Only the lines from the line holding "Annotation spec v3.2 — utility" through the final line of the entries below are to be returned, exactly as they stand.
====== Information given ======
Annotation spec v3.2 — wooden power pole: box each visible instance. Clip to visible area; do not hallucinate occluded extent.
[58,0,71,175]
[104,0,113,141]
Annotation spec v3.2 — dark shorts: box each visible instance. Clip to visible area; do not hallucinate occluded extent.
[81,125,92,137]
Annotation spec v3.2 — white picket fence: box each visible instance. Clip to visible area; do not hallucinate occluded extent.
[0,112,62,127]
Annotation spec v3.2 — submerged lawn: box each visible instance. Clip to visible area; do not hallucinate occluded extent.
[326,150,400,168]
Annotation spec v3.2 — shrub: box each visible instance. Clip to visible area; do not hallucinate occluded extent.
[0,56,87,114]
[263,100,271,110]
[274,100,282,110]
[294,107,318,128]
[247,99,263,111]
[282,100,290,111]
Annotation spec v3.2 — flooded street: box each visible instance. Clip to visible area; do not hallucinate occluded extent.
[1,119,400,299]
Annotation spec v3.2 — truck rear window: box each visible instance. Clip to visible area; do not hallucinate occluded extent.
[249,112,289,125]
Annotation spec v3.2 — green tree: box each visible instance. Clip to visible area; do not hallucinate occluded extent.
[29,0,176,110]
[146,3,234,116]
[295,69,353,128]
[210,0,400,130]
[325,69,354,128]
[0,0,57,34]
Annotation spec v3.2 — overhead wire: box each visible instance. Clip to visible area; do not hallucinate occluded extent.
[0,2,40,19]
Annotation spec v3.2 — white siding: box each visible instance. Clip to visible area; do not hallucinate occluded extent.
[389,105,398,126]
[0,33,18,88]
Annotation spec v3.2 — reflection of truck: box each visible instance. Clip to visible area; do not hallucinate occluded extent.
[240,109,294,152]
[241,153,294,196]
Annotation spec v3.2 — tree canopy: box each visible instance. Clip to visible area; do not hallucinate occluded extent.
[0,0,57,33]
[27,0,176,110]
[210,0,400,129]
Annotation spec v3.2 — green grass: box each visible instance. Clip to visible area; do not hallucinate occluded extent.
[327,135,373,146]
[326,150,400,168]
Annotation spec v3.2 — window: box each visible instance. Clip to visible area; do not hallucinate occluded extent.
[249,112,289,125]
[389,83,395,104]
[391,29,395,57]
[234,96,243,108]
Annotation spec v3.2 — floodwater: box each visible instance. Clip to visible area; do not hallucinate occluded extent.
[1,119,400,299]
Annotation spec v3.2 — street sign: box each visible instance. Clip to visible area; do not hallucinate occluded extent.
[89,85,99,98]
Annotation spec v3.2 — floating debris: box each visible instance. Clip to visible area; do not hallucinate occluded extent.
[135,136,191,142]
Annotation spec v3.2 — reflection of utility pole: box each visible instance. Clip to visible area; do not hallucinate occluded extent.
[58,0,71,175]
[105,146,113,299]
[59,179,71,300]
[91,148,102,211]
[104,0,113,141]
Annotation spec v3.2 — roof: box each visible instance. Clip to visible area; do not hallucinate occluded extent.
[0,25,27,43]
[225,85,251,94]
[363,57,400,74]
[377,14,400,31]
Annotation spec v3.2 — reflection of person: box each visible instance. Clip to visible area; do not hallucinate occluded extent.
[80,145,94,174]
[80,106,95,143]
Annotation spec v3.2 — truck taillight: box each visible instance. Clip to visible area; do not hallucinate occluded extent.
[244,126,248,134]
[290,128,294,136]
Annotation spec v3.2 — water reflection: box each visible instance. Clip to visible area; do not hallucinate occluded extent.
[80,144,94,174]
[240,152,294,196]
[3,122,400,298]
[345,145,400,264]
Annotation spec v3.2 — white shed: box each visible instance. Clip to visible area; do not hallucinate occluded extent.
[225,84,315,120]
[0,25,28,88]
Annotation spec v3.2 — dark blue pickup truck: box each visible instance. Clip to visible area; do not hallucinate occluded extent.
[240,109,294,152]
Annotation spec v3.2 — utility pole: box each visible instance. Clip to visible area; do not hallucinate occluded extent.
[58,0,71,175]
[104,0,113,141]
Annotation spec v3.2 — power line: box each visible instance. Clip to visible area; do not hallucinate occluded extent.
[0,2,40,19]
======
Exercise answer:
Annotation spec v3.2 — utility pole: box each visible instance. Clip to visible area; do not hallucinate occluded extent.
[58,0,71,175]
[104,0,113,141]
Annotation spec v3.2 — power line: box each visible instance. Clip to visible area; do not hallucinate occluded extent.
[0,2,40,19]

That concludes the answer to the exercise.